# Given request
Which lines in the records below contain the string "girl"? Show every such line in full, and count a match only when the case is the same.

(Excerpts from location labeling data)
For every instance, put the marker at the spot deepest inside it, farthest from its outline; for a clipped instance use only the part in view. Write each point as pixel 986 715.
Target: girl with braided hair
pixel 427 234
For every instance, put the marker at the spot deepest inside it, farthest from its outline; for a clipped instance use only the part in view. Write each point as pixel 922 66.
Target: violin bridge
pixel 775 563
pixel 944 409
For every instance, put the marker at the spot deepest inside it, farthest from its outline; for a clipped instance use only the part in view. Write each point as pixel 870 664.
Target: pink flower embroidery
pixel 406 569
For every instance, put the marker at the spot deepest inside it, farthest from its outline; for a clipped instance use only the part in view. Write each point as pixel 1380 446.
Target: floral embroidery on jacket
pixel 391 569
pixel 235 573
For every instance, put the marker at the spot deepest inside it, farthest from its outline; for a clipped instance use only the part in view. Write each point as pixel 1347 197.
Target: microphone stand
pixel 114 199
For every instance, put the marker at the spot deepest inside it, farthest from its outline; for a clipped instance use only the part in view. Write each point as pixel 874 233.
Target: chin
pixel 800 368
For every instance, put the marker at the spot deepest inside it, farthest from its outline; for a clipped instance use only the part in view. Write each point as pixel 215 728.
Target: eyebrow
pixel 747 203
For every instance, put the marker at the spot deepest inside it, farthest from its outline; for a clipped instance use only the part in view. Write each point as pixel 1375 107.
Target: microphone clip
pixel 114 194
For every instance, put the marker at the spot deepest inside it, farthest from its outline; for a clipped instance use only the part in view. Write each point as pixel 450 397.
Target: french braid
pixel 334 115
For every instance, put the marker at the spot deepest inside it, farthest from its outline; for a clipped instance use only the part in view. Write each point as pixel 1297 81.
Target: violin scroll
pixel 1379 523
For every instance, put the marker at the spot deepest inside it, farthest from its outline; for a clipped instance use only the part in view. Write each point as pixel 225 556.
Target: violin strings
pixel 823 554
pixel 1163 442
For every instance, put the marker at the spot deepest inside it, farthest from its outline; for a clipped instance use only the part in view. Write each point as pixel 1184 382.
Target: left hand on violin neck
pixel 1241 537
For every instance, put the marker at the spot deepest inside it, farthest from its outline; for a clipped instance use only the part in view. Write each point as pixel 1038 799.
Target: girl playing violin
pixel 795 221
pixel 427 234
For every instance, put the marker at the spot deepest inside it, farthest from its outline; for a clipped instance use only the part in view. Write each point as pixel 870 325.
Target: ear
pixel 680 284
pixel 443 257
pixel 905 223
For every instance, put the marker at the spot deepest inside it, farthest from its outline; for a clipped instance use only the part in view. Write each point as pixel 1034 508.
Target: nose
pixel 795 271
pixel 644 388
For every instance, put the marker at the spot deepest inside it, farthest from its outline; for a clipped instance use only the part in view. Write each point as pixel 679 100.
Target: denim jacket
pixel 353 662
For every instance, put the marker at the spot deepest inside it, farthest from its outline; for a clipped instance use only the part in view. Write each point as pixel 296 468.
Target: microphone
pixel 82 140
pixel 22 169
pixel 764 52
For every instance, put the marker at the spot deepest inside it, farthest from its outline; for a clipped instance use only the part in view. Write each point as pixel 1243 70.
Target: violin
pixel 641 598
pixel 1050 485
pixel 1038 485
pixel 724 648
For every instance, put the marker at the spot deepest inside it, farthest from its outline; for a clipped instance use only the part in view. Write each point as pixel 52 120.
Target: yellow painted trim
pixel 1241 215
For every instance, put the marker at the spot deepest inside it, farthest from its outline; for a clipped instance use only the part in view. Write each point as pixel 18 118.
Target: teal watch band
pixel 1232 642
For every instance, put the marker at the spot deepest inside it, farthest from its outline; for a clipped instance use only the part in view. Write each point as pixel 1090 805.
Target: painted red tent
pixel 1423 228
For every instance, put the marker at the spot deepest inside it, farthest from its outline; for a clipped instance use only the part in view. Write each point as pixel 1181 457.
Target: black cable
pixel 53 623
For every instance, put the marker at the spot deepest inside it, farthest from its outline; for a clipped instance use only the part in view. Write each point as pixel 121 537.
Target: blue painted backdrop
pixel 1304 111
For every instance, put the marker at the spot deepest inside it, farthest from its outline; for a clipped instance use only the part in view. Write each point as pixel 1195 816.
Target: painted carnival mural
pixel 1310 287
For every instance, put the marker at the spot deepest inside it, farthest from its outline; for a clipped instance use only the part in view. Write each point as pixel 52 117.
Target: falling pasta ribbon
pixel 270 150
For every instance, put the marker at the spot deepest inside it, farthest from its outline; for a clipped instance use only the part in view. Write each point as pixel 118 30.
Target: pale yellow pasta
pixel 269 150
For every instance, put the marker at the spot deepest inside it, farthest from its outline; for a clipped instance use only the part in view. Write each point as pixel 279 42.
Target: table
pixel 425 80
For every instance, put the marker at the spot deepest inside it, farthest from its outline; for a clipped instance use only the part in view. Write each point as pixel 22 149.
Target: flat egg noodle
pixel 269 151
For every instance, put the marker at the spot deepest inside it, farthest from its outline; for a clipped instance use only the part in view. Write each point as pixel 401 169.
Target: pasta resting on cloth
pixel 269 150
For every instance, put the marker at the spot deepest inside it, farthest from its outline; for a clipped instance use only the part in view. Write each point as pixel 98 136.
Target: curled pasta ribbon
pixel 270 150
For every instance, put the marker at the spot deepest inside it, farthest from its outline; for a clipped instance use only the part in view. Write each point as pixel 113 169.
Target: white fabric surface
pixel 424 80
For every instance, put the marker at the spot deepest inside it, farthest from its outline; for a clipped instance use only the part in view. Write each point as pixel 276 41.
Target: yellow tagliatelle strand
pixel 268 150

* * *

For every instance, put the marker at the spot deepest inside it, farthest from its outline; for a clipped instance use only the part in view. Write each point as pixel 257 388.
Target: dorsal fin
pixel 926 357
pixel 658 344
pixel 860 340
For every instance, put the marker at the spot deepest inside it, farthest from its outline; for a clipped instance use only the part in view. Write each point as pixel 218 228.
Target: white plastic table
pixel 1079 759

...

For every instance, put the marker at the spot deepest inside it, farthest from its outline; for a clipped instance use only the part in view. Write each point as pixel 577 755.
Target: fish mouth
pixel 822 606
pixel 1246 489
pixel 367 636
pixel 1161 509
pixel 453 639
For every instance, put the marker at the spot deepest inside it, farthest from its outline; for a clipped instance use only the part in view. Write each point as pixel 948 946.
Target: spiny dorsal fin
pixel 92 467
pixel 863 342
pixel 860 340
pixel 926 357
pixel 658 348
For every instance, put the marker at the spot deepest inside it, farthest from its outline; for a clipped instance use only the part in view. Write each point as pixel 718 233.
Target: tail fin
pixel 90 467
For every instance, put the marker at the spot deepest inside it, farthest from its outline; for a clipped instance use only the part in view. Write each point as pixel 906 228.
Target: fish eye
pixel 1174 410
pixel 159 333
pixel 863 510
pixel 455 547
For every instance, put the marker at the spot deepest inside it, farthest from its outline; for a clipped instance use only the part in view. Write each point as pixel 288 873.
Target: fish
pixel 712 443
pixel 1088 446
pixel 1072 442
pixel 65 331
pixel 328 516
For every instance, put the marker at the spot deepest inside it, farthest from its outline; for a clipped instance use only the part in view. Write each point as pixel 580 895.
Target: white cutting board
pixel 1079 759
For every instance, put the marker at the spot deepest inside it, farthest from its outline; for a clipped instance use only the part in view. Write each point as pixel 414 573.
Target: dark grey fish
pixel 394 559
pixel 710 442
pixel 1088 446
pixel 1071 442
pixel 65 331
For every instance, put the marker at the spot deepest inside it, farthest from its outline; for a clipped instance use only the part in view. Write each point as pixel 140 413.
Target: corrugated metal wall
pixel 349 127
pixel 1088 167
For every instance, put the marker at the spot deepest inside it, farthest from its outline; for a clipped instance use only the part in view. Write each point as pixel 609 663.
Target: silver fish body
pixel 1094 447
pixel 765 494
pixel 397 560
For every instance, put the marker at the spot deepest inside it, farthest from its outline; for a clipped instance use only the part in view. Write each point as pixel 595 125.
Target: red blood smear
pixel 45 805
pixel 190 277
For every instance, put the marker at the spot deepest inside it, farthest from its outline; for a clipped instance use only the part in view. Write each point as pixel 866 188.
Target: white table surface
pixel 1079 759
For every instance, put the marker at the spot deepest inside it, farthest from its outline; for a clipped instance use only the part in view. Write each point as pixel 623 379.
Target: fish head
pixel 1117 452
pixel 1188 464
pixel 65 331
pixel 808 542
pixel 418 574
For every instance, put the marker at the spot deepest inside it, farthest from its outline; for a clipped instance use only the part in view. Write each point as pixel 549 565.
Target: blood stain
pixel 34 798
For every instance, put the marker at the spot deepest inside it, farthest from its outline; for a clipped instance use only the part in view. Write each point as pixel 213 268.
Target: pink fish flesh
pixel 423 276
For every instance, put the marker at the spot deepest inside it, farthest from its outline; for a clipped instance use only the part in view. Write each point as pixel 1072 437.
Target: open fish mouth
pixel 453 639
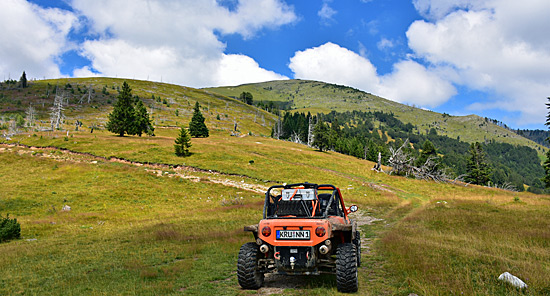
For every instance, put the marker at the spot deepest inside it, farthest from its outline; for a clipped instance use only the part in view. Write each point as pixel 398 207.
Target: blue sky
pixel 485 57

# Solution
Target: girl with braided hair
Target: girl playing violin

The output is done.